- **TEXT EXCERPT**:
────────────────────────────────────────

As previously mentioned, a potential solution would be to conduct the midline assessment at the beginning of next school year, using students who had graduated to the next grade (i.e. grade 3 students in September 2020—at the start of the school year). However, this choice has serious limitations. Literature on summer learning loss has shown that students at the end of the school year tend to perform better on reading and math assessments than they do at the start of the following school year. In addition, many low-income countries are susceptible to large demographic shifts between the end of one school year and the beginning of another (stemming from issues such as dropouts and large fluctuations in enrolment and attendance at the start of each school year) – and these shifts might be greater and unexpected given the potential impact of COVID. Moving up a grade for the assessment will not provide a strong proxy for where students would have been at the end of the prior year. While having a control group does mitigate some of these concerns, progress toward targets will likely still be impacted. For those with pre-post only designs, it is even more essential to revisit the purpose of your assessment and determine if this strategy meets your needs. There are instances where the best decision may be to forgo the assessment.
Final Thoughts
It is essential to have an understanding of the implications of any decision that is made with regard to delayed data collection efforts and these decisions cannot be made in isolation. Typically, this scenario planning will include a range of stakeholders, from governments to donors to implementing partners. In some cases, due to political or funding realities, it may not be possible to shift the dates considerably. However, it is essential to plan carefully and thoughtfully, with a focus on the purpose of your evaluation and what would be lost by forcing data collection at a time that undermines the intended and current purpose. We need to resist the temptation to retro fit some type of “box checking” assessment, simply because it was in the original plan or to conduct an assessment as soon as schools reopen simply because it seems convenient and/or politically expedient. If the purpose of an assessment has changed, don’t be afraid to change the design and timing of the assessment – including smaller scale, qualitative efforts.
COVID 19 presents many challenges to education and learning but it also provides an opportunity to rethink conventional ways of doing business. When revising assessment schedules, it is important to continually return to the purpose of the data collection and what is possible NOW in order to collect meaningful data to ensure an accurate picture of learning.
Co-authored by Tracy Brunette and Jonathan Stern.
This blog has benefitted from input from Kellie Betts, Matthew Jukes, Ben Piper, and Maitri Punjabi
[1] Here we focus on assessments that have one of the following three (common) purposes: determining baseline estimates; evaluating the impact of a program at a later time point (midline or endline); and monitoring program progress.

────────────────────────────────────────

- **ACTIVITY 1**: In the excerpt on delayed assessments, who co-authored the blog?
- **ACTIVITY 2**: Duplicate the part of the excerpt on delayed assessments between "COVID 19 presents" and "monitoring program progress.", inclusive.
- **ACTIVITY 3**: List every person the excerpt on delayed assessments credits with giving input to the blog.

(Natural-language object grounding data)
────────────────────────────────────────

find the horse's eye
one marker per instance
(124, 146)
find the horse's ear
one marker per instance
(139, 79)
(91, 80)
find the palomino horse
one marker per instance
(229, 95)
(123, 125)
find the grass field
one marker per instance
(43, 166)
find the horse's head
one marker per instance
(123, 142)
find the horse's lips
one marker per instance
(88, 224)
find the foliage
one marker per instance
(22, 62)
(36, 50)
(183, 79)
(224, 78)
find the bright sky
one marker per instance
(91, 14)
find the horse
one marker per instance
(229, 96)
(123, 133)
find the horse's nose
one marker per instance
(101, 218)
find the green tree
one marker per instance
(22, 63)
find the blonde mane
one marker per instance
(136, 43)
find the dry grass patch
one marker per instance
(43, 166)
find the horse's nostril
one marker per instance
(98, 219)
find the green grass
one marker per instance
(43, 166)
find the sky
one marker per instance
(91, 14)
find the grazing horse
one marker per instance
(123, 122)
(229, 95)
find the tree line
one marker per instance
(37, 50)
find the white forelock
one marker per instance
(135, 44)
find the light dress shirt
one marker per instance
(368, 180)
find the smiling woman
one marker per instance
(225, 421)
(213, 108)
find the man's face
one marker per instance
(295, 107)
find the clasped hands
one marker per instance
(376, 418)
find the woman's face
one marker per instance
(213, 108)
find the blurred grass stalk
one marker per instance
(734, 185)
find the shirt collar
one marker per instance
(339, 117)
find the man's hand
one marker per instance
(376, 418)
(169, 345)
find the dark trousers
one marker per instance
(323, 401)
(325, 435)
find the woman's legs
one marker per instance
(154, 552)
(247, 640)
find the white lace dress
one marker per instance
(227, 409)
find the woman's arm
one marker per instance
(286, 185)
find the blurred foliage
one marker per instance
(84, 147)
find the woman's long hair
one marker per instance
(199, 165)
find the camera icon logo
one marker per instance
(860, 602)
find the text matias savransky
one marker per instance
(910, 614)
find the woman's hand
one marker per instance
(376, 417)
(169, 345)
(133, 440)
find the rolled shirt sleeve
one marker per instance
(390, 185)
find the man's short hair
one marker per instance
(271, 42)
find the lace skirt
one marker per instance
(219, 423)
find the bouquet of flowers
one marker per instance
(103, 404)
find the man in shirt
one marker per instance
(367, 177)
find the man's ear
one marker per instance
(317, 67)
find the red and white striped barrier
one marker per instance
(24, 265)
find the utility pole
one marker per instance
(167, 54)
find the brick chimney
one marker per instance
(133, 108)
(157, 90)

────────────────────────────────────────

- **PROBLEM SOLUTION 1**: Tracy Brunette and Jonathan Stern.

- **PROBLEM SOLUTION 2**:
COVID 19 presents many challenges to education and learning but it also provides an opportunity to rethink conventional ways of doing business. When revising assessment schedules, it is important to continually return to the purpose of the data collection and what is possible NOW in order to collect meaningful data to ensure an accurate picture of learning.
Co-authored by Tracy Brunette and Jonathan Stern.
This blog has benefitted from input from Kellie Betts, Matthew Jukes, Ben Piper, and Maitri Punjabi
[1] Here we focus on assessments that have one of the following three (common) purposes: determining baseline estimates; evaluating the impact of a program at a later time point (midline or endline); and monitoring program progress.

- **PROBLEM SOLUTION 3**: Kellie Betts, Matthew Jukes, Ben Piper, Maitri Punjabi